> PAGE TEXT:
+++

The 1975 Hardie-Ferodo 1000 was the 16th running of the Bathurst 1000 touring car race. It was an endurance race for touring cars complying with CAMS Group C regulations. The event was held at the Mount Panorama Circuit just outside Bathurst, New South Wales on 5 October 1975 over a distance of 1006.036 km (163 laps × 6.172 km). The race was Round 3 of the 1975 Australian Manufacturers' Championship.

The race was won by Peter Brock, his second win, and Brian Sampson for his only Bathurst 1000 win. The pair drove their Gown - Hindhaugh entered Holden LH Torana SL/R 5000 L34 to a two-lap victory, avenging the previous year's result when the pair built up a record six-lap lead before suffering terminal engine failure on lap 118 with Brock at the wheel. Another dealership entered L34 Torana, the Ron Hodgson Motors car of Bob Morris and Frank Gardner, finished second with the Holden Dealer Team L34 Torana of Colin Bond and Johnnie Walker completing a clean sweep of the top three places for Holden.

Class structure
Cars competed in four classes, defined by engine capacity:

Class A
The smallest class was for under 1300cc engine capacity. It was made up of Alfa Romeo GT Junior, Datsun 1200, Ford Escort, Honda Civic, Mazda 1300, Morris Cooper S, Toyota Corolla and Volkswagen Passat.

Class B
The under two litre class saw a mix of Alfa Romeo 2000 GTV, BMW 2002, Ford Escort RS2000, Mazda RX-3 and Triumph Dolomite.

+++

> DIRECTIVES:
• 1. Decide whether each statement below agrees with the text on the 1975 Hardie-Ferodo 1000. Answer yes or no for each and quote the deciding words.
(a) The race ran over 163 laps.
(b) Brock and Sampson won by three laps.
(c) The Triumph Dolomite competed in the under 1300cc class.
• 2. Please reproduce the passage of the text on the 1975 Hardie-Ferodo 1000 between "The 1975 Hardie-Ferodo" and "Australian Manufacturers' Championship.", inclusive, word for word.

+++

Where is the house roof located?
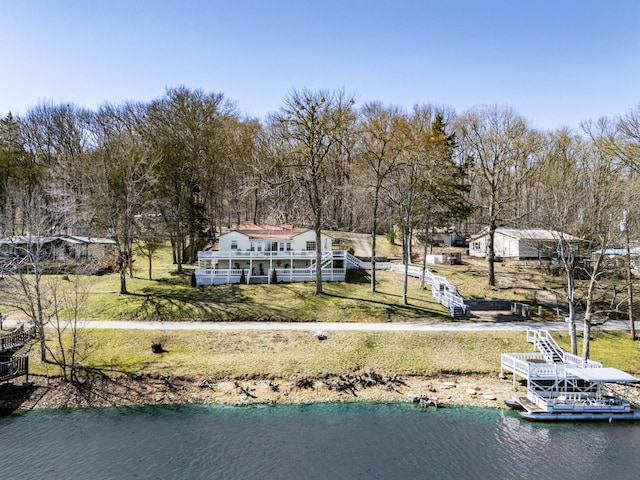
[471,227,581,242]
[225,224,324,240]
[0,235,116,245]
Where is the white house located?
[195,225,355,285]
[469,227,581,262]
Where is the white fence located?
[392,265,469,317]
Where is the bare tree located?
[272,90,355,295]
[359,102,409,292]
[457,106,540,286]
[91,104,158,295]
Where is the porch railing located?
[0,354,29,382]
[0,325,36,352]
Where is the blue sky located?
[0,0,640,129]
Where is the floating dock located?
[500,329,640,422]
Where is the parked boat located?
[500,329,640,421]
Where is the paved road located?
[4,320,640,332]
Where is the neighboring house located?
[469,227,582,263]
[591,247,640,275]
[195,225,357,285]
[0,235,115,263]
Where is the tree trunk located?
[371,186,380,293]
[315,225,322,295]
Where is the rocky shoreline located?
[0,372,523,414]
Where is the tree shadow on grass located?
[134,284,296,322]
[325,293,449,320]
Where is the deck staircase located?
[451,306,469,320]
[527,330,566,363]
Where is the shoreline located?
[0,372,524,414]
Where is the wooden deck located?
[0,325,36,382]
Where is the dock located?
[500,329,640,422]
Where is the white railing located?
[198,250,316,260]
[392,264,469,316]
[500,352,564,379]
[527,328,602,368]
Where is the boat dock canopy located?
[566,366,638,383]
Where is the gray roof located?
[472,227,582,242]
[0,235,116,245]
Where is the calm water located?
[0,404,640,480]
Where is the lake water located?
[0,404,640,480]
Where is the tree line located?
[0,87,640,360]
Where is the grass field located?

+++

> PER-TASK ANSWERS:
• 1.
(a) Yes: "163 laps × 6.172 km"
(b) No: "to a two-lap victory"
(c) No: "The under two litre class saw a mix of Alfa Romeo 2000 GTV, BMW 2002, Ford Escort RS2000, Mazda RX-3 and Triumph Dolomite."

• 2.
The 1975 Hardie-Ferodo 1000 was the 16th running of the Bathurst 1000 touring car race. It was an endurance race for touring cars complying with CAMS Group C regulations. The event was held at the Mount Panorama Circuit just outside Bathurst, New South Wales on 5 October 1975 over a distance of 1006.036 km (163 laps × 6.172 km). The race was Round 3 of the 1975 Australian Manufacturers' Championship.